**Data to examine**:
○ ○ ○ ○ ○

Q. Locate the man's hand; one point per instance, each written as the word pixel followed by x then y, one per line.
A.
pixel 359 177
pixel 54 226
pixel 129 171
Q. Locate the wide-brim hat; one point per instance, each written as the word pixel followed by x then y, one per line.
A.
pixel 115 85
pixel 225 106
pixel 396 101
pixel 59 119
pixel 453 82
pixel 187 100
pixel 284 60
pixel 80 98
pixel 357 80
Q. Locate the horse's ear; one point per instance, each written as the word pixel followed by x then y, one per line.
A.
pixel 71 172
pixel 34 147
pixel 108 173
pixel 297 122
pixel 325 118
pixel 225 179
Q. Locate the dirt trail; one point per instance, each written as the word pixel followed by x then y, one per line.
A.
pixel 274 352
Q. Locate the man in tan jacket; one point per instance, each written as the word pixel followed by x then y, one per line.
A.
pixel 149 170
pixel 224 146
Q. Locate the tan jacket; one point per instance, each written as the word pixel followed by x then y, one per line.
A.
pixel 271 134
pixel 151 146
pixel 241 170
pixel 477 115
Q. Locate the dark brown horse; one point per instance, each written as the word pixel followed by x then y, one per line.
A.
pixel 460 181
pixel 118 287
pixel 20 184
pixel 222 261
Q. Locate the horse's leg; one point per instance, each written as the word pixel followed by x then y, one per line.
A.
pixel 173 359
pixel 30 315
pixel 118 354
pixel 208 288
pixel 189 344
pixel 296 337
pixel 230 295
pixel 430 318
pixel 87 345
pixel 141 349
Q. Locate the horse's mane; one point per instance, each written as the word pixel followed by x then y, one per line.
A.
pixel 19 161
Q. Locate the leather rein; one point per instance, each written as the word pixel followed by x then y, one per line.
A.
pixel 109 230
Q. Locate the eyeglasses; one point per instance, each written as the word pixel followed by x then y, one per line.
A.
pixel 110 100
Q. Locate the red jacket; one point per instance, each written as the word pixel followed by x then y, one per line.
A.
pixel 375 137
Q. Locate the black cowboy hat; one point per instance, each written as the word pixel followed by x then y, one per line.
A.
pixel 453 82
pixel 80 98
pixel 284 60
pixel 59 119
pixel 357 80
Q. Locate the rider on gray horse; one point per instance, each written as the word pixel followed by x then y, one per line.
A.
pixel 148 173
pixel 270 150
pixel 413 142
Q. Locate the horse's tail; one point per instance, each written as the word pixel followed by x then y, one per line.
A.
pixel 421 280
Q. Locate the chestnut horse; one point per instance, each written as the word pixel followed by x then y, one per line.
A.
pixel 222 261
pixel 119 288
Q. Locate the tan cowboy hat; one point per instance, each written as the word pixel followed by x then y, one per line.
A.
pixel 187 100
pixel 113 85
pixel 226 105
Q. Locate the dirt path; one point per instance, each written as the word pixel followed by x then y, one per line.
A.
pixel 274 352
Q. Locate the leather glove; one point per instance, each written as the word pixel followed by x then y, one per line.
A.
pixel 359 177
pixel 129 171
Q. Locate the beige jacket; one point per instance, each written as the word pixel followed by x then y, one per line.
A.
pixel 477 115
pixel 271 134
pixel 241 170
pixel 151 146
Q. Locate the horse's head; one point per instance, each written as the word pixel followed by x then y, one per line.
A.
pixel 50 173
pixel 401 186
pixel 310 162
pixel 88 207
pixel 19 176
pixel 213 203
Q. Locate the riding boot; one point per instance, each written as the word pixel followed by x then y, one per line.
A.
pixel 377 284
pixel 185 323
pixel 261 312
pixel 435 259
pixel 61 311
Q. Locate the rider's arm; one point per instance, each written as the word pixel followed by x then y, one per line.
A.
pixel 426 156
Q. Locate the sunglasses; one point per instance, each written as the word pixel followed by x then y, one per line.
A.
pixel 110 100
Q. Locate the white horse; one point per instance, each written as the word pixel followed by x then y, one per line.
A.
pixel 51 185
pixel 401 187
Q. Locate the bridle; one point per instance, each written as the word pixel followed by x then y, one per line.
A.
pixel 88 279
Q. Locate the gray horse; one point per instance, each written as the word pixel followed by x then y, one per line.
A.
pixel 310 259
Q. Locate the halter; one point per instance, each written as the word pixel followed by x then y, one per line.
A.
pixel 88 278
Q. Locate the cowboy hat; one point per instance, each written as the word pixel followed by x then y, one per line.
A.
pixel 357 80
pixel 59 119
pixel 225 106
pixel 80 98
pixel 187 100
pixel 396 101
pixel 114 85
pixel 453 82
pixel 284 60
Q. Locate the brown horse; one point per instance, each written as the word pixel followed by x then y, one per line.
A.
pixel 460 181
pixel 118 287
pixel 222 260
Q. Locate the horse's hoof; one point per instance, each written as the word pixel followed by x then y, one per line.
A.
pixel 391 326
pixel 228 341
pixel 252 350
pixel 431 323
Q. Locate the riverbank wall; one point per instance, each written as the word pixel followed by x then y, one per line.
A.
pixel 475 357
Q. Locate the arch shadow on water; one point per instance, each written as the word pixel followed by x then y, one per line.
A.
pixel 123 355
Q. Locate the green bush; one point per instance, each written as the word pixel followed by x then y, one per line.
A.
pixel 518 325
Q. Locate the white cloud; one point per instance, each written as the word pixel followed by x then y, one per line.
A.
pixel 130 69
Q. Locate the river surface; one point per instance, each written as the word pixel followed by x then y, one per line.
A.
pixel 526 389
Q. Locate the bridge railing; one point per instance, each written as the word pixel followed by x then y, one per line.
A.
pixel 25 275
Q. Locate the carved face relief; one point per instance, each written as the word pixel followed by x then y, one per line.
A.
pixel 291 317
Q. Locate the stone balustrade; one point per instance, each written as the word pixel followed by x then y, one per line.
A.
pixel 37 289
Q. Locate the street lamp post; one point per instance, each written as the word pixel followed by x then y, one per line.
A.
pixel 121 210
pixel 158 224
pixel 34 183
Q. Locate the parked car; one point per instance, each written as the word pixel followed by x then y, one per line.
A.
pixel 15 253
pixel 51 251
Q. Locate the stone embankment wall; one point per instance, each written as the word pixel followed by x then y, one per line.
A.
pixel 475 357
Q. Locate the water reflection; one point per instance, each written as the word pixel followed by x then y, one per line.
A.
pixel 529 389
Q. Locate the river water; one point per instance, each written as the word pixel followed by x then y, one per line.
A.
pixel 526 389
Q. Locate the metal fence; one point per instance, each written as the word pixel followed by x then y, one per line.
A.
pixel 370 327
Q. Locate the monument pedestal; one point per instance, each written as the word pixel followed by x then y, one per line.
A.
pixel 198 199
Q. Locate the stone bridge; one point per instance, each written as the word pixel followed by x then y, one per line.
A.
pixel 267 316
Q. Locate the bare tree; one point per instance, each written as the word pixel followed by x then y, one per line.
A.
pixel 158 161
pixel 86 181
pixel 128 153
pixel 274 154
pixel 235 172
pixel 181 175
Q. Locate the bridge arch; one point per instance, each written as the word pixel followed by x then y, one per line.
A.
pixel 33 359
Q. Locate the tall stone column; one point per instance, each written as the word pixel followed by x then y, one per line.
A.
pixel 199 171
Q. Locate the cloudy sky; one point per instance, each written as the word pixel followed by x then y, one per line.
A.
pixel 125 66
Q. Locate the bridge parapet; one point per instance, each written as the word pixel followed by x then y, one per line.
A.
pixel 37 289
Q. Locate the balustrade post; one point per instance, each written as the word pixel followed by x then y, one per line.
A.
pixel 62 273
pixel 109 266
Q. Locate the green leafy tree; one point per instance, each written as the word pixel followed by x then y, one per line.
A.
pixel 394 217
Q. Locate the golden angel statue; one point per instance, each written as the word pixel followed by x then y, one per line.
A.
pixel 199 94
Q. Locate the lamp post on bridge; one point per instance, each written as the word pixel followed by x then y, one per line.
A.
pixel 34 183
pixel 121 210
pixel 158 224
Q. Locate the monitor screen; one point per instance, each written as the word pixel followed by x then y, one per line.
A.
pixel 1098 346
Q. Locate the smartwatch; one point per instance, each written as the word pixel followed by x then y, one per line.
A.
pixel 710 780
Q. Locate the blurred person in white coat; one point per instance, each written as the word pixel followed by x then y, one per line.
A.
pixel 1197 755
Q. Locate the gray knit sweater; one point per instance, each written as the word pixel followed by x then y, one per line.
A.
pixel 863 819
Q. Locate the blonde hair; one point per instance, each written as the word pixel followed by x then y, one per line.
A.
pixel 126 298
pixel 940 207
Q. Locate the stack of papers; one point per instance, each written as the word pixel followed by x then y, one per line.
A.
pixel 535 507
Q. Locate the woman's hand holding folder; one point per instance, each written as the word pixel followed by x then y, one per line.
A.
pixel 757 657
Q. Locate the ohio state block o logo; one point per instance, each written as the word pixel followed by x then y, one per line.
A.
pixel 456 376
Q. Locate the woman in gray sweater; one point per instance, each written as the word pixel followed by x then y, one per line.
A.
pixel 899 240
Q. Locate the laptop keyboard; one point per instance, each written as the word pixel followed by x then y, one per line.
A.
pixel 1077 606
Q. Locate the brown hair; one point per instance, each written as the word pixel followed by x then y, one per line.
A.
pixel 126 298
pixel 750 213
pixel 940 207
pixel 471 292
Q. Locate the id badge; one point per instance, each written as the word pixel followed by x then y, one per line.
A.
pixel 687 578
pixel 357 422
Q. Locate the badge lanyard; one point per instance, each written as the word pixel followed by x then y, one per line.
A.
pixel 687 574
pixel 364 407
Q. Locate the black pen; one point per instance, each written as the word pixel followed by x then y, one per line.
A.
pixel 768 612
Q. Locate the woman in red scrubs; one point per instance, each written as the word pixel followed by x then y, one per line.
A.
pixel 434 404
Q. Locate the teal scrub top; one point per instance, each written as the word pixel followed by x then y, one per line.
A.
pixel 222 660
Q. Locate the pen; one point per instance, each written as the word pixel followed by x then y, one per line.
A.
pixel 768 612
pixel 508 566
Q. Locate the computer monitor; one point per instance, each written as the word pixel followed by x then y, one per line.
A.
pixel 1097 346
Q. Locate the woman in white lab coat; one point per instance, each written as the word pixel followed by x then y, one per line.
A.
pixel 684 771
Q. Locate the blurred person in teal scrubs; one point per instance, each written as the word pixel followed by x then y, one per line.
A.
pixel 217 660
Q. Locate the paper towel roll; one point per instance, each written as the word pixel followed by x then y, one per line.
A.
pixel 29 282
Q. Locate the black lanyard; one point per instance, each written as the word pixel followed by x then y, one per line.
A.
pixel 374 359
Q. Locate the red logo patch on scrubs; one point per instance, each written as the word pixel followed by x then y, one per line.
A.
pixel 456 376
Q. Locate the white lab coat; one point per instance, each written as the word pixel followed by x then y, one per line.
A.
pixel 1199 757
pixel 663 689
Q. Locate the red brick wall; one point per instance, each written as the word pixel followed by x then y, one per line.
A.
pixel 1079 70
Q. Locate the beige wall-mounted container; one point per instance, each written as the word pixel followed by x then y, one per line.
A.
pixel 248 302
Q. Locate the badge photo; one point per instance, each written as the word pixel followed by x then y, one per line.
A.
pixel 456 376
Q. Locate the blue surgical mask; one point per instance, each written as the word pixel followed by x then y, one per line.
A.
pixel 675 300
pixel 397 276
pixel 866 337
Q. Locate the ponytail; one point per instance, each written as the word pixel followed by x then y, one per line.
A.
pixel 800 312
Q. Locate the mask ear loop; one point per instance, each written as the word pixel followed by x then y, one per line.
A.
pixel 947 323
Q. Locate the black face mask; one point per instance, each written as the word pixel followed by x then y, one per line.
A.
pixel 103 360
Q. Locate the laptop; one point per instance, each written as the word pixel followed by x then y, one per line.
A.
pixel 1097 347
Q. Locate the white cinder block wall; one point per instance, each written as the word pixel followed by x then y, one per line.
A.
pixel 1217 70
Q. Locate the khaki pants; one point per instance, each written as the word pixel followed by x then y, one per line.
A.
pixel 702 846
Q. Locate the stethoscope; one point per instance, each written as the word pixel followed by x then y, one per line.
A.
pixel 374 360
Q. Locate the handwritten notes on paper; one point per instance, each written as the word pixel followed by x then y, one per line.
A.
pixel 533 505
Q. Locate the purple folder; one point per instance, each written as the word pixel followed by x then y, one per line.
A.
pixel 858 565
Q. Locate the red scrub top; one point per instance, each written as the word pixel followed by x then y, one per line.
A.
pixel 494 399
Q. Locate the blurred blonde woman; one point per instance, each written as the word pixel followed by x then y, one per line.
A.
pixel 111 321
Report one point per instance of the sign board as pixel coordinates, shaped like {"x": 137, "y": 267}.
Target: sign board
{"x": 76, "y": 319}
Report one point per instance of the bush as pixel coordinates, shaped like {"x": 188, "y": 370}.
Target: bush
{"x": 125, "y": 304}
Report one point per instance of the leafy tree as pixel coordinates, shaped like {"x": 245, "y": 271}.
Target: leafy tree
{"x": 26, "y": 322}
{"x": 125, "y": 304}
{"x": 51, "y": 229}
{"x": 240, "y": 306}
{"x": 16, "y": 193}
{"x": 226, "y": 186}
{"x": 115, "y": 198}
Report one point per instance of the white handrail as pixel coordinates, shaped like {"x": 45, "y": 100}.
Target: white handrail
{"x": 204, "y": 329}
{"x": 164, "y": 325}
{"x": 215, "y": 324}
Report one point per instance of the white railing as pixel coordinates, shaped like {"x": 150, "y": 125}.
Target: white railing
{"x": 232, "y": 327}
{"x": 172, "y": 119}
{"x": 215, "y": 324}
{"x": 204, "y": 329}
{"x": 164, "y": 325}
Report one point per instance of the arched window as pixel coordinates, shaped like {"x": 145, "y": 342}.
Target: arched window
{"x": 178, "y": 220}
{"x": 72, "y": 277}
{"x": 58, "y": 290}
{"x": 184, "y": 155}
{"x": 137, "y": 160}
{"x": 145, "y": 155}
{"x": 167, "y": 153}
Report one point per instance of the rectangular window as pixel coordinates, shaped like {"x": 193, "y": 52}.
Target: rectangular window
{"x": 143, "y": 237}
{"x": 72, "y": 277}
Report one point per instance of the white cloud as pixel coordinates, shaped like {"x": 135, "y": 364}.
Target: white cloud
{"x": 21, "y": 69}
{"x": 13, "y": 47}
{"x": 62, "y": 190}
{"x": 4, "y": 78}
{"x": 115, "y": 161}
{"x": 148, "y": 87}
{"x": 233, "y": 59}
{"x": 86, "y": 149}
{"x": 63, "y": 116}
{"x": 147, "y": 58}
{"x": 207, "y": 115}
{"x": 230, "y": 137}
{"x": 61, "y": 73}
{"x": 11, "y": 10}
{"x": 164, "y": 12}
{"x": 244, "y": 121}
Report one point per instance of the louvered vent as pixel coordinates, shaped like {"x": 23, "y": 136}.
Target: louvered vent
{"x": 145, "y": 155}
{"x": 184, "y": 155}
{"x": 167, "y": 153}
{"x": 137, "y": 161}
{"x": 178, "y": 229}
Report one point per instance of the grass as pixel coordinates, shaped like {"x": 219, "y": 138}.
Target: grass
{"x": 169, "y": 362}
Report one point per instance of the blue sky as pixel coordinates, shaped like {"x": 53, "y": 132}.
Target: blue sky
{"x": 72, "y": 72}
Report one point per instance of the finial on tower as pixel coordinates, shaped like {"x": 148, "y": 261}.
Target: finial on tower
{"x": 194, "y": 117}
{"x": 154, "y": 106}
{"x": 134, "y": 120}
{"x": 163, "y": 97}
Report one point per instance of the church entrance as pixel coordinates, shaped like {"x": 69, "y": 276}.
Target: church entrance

○ ○ ○ ○ ○

Look through the entries above; copy each line where the string "dirt" appears.

Q. Locate the dirt trail; one point per instance, each written as the word pixel followed by x then y, one per line.
Q. Locate the dirt path; one point per instance, each written as the word pixel followed by x then y, one per line.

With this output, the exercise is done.